▶ _About this task_
From the line with "Objective — for every instance of the blond" through the line with "Objective — for every instance of the blue sky, place", inclusive, return each line of the data below exactly and leave the rest out.

******

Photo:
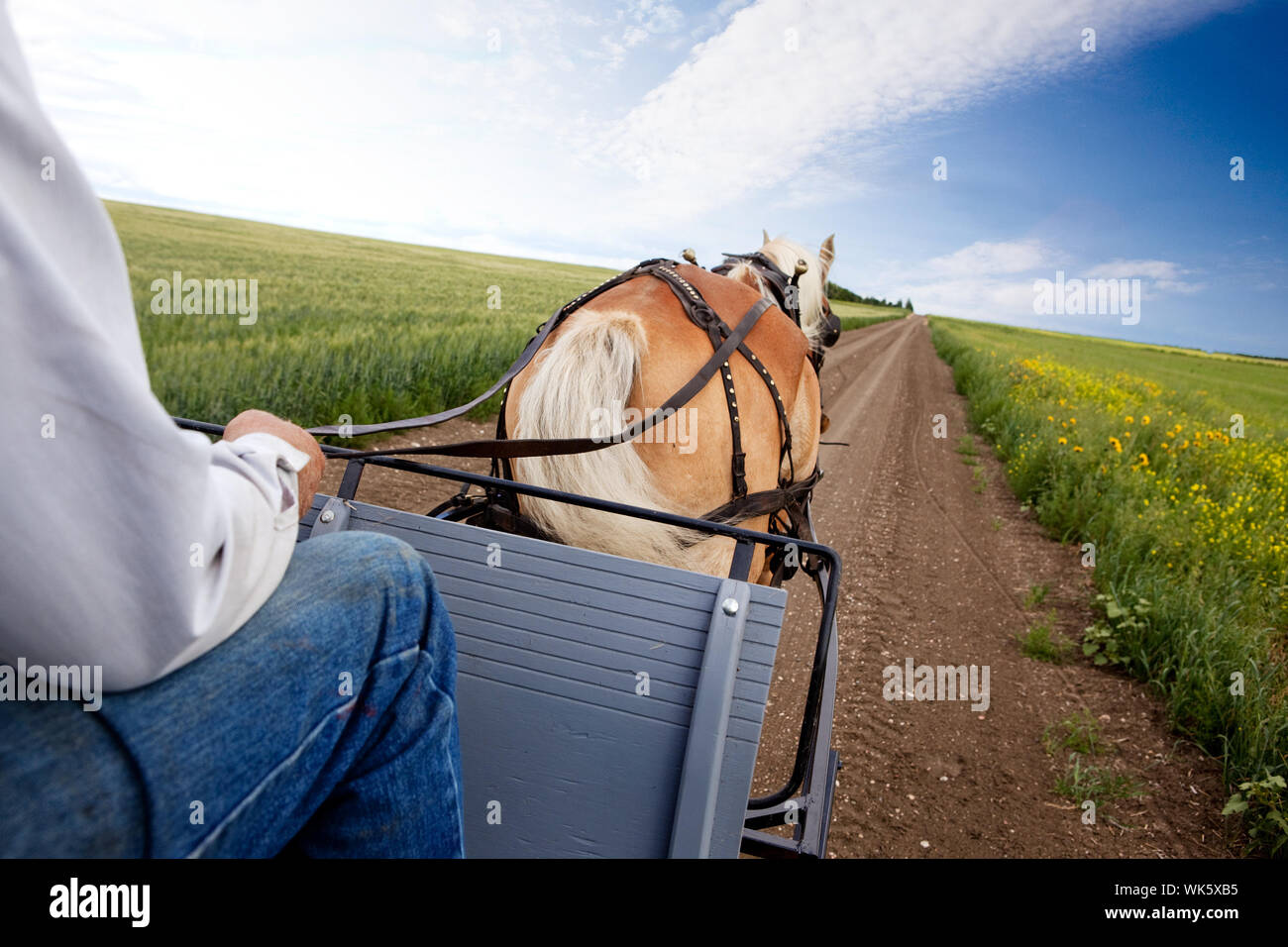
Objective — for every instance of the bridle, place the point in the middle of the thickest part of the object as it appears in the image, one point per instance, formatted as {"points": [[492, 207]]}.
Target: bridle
{"points": [[786, 294]]}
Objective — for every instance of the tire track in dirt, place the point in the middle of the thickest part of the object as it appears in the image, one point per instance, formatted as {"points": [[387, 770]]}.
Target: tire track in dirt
{"points": [[935, 571]]}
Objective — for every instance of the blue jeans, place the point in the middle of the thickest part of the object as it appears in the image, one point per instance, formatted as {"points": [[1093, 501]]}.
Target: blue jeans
{"points": [[325, 727]]}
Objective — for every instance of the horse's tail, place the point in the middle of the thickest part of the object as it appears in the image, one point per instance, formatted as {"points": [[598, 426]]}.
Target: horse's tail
{"points": [[579, 386]]}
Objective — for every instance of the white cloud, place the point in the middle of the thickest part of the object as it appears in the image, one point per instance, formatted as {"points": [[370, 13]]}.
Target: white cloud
{"points": [[1163, 275], [397, 118], [990, 260], [789, 80]]}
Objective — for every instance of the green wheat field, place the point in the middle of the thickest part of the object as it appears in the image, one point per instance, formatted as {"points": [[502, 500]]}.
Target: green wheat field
{"points": [[346, 325]]}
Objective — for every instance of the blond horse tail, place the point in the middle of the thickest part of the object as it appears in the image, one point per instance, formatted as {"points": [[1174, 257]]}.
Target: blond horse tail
{"points": [[579, 385]]}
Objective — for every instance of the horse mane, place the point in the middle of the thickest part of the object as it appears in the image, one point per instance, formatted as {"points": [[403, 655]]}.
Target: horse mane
{"points": [[785, 253]]}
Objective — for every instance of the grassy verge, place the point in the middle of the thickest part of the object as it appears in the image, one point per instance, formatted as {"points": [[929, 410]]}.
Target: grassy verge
{"points": [[1175, 480], [859, 315]]}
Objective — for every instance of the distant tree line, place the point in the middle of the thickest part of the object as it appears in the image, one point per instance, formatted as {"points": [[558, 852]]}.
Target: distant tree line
{"points": [[845, 295]]}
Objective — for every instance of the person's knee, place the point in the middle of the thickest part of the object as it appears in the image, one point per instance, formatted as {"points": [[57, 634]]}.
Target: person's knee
{"points": [[391, 574]]}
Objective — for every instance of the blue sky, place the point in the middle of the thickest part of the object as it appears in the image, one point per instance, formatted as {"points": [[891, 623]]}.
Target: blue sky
{"points": [[612, 132]]}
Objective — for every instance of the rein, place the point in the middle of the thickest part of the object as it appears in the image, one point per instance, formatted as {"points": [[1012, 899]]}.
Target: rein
{"points": [[791, 496]]}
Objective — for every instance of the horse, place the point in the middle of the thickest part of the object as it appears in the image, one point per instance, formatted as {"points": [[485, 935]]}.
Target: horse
{"points": [[619, 357]]}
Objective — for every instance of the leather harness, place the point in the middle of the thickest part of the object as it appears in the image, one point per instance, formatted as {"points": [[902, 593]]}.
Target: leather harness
{"points": [[501, 510]]}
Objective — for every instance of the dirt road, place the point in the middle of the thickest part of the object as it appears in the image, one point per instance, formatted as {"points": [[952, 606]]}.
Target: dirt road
{"points": [[936, 570], [938, 573]]}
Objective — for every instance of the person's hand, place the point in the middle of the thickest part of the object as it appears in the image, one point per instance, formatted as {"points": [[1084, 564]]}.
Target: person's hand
{"points": [[310, 474]]}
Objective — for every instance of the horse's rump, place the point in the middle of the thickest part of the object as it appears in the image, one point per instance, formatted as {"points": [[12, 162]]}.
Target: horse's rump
{"points": [[630, 350]]}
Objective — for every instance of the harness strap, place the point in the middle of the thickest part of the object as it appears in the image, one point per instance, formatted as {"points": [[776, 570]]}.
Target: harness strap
{"points": [[519, 365], [540, 447]]}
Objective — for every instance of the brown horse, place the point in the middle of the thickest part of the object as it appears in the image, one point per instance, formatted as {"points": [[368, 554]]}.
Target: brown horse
{"points": [[619, 357]]}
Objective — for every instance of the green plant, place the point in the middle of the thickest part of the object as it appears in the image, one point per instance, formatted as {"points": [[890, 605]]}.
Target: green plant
{"points": [[980, 480], [1262, 804], [1043, 643], [1078, 732], [1104, 642], [1098, 784]]}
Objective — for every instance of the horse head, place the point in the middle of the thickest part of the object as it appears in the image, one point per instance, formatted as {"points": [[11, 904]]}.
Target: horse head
{"points": [[786, 257]]}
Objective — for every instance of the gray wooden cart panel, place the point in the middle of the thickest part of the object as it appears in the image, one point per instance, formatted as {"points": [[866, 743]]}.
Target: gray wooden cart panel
{"points": [[554, 737]]}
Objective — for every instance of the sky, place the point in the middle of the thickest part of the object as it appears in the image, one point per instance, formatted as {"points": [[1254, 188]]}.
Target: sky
{"points": [[606, 133]]}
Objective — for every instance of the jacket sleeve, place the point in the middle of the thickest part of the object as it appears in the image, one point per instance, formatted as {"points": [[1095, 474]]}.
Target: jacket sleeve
{"points": [[124, 541]]}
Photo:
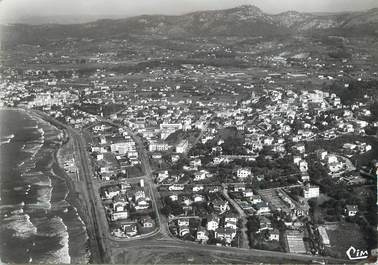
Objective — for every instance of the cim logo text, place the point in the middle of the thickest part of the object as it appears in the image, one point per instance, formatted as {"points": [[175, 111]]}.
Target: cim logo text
{"points": [[354, 253]]}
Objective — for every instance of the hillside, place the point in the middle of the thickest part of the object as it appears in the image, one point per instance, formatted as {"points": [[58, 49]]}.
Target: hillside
{"points": [[243, 21]]}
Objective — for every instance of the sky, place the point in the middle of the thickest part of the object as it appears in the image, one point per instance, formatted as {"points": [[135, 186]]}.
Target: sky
{"points": [[14, 10]]}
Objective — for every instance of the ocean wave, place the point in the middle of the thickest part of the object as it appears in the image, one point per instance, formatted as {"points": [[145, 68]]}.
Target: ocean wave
{"points": [[20, 224], [36, 179], [55, 227]]}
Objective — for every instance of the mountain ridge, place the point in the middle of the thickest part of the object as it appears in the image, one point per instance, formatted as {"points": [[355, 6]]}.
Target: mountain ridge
{"points": [[244, 21]]}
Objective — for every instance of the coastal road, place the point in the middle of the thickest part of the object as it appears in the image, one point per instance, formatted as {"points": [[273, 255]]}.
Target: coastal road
{"points": [[155, 195], [139, 251], [243, 216], [93, 215]]}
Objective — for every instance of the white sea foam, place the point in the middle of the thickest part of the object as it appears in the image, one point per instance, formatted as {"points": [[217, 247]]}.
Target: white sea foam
{"points": [[55, 227], [20, 224]]}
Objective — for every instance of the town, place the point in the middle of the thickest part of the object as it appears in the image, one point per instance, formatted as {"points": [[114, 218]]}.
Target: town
{"points": [[273, 150]]}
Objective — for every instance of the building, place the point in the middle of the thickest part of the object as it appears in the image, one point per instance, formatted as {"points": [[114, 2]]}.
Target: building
{"points": [[351, 210], [182, 147], [243, 173], [324, 236], [202, 234], [212, 222], [226, 234], [295, 242], [274, 235], [311, 191]]}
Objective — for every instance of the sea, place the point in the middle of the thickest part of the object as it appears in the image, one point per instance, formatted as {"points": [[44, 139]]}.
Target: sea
{"points": [[37, 223]]}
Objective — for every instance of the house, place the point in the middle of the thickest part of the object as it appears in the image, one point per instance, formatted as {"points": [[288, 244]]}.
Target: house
{"points": [[321, 154], [183, 222], [197, 188], [119, 215], [213, 189], [176, 187], [201, 175], [161, 176], [265, 224], [202, 234], [119, 204], [303, 166], [300, 148], [198, 198], [274, 235], [311, 191], [243, 173], [231, 224], [248, 193], [231, 217], [130, 229], [220, 205], [195, 162], [239, 187], [351, 210], [147, 222], [173, 197], [262, 208], [255, 199], [182, 147], [183, 230], [212, 222], [111, 192], [226, 234], [324, 236]]}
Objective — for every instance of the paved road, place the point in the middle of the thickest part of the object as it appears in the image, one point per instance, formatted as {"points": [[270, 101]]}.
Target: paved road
{"points": [[161, 241], [96, 225], [155, 195], [243, 216]]}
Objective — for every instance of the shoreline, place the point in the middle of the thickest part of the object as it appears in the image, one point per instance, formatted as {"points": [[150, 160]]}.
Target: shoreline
{"points": [[74, 195], [73, 189]]}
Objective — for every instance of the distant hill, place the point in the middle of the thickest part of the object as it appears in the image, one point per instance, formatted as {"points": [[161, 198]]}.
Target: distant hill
{"points": [[245, 21]]}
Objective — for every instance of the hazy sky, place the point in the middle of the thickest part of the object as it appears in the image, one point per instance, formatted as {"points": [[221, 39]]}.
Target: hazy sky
{"points": [[12, 10]]}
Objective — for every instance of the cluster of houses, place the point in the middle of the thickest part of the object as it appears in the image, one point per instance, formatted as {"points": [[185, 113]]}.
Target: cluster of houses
{"points": [[121, 201], [114, 151]]}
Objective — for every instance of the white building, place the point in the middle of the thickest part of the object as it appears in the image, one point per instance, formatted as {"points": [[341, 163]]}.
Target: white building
{"points": [[243, 173], [311, 191]]}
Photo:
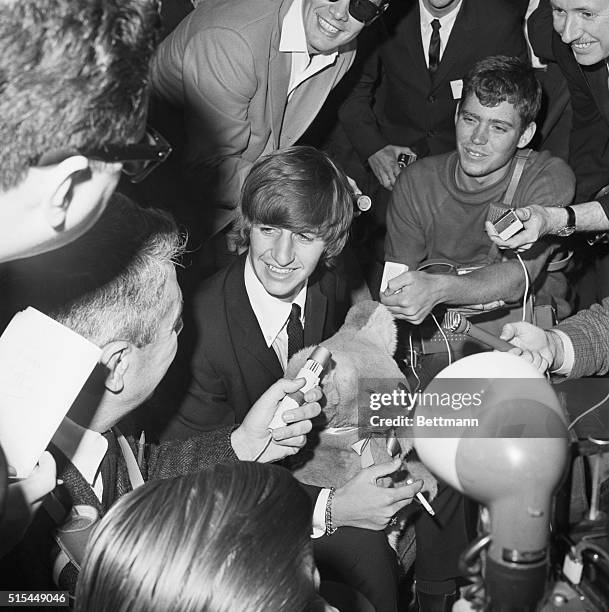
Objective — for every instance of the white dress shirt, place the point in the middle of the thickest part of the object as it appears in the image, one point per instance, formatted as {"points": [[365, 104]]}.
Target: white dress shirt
{"points": [[446, 27], [272, 315], [85, 449], [294, 41]]}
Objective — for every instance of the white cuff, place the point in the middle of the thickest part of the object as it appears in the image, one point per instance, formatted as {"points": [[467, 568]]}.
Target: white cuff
{"points": [[564, 369], [319, 514]]}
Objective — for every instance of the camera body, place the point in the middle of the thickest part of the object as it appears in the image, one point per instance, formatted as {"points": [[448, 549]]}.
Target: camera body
{"points": [[405, 159], [507, 224]]}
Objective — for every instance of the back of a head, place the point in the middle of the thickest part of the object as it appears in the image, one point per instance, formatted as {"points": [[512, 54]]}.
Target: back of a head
{"points": [[230, 539], [500, 78], [108, 284], [73, 74], [301, 189]]}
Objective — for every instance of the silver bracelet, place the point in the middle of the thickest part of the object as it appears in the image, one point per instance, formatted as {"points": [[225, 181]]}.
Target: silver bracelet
{"points": [[329, 528]]}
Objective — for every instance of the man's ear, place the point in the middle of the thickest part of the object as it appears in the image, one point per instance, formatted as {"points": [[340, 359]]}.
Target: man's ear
{"points": [[116, 357], [457, 109], [62, 178], [527, 135]]}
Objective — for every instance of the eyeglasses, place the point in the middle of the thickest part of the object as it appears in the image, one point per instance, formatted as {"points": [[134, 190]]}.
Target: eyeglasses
{"points": [[365, 11], [138, 159]]}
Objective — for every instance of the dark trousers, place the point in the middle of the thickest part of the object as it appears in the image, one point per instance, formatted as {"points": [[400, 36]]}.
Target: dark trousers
{"points": [[441, 540], [362, 559]]}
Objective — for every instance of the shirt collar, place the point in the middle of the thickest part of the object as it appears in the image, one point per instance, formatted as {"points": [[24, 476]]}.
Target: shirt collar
{"points": [[83, 447], [450, 17], [271, 312], [293, 36]]}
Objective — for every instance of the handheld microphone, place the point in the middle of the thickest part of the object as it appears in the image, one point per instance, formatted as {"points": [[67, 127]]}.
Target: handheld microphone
{"points": [[311, 371], [456, 323], [363, 202]]}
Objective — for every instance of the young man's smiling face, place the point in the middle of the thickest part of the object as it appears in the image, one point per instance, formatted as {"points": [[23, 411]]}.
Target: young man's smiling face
{"points": [[487, 139], [283, 260], [584, 25], [328, 25]]}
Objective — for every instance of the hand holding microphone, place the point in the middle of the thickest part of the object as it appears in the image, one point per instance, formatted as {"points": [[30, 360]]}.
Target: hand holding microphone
{"points": [[454, 322]]}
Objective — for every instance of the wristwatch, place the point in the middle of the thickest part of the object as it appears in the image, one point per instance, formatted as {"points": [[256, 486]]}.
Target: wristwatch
{"points": [[568, 229]]}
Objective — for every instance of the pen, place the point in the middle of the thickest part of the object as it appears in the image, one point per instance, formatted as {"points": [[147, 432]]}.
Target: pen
{"points": [[422, 500]]}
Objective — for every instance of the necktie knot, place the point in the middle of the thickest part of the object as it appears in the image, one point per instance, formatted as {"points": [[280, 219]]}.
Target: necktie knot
{"points": [[434, 46], [295, 331]]}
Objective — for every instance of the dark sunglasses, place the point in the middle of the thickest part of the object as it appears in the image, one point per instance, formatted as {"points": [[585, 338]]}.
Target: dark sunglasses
{"points": [[365, 11], [139, 159]]}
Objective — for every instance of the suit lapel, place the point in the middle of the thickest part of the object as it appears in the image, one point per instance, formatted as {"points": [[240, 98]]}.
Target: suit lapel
{"points": [[246, 335], [458, 41], [315, 314]]}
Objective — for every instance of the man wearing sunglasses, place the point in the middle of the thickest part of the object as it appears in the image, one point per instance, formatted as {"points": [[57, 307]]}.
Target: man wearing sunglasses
{"points": [[73, 79], [249, 77], [74, 89]]}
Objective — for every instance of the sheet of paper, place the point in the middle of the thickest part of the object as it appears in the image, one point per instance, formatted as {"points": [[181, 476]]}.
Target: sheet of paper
{"points": [[43, 366]]}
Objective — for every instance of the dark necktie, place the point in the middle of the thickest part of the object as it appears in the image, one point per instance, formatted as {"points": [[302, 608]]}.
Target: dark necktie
{"points": [[295, 331], [434, 46]]}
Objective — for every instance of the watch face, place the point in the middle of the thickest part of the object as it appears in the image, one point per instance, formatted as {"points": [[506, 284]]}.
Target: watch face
{"points": [[566, 231]]}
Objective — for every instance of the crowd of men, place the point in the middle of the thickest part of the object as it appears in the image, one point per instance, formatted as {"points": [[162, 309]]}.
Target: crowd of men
{"points": [[237, 89]]}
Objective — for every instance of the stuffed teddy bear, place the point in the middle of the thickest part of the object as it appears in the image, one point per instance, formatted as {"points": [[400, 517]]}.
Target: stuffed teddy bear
{"points": [[344, 442]]}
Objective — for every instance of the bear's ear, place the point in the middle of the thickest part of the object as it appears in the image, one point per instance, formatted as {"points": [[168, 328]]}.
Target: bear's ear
{"points": [[359, 314], [381, 329], [297, 361], [340, 386]]}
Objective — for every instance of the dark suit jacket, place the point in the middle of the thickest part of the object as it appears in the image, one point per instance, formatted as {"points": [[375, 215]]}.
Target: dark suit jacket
{"points": [[30, 565], [231, 365], [589, 143], [396, 101]]}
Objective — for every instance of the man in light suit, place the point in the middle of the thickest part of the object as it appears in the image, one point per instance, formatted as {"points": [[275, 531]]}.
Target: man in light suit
{"points": [[117, 287], [250, 76]]}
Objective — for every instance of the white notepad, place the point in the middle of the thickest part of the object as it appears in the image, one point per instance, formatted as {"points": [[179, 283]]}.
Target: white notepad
{"points": [[43, 367]]}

******

▶ _Written reply_
Objective — for every instance of the blond horse tail, place the point in the middle of the thickest part of the object as it appears in the image, one point per instance, formatted as {"points": [[1174, 257]]}.
Target: blond horse tail
{"points": [[579, 385]]}
Objective — for every instance of the horse mane, place the point in the middle of the thickest part of the object as it appears in the image, one point per instance, formatted as {"points": [[403, 655]]}.
Target: horse mane
{"points": [[785, 253]]}
Objective — for every instance of the grassy verge, place the point in the middle of the thickest part of the object as it appears in the image, one point per instance, formatted as {"points": [[929, 410]]}.
Target: grassy verge
{"points": [[1175, 480], [859, 315]]}
Objective — for every instance of the distant tree line, place the point in the middle of the thickest part of the object as it appears in the image, one point per instance, formatted as {"points": [[558, 852]]}.
Target: distant tree line
{"points": [[845, 295]]}
Objective — for every instance of the person's knee, place the point in the middle of the thickest part of the object as it appears in the image, one point per instance, formatted as {"points": [[57, 634]]}.
Target: person's knee
{"points": [[391, 574]]}
Objective — for every instance of the blue sky, place the point in the middle of the thickest part of the object as it appears in the image, one point per instance, formatted as {"points": [[891, 623]]}.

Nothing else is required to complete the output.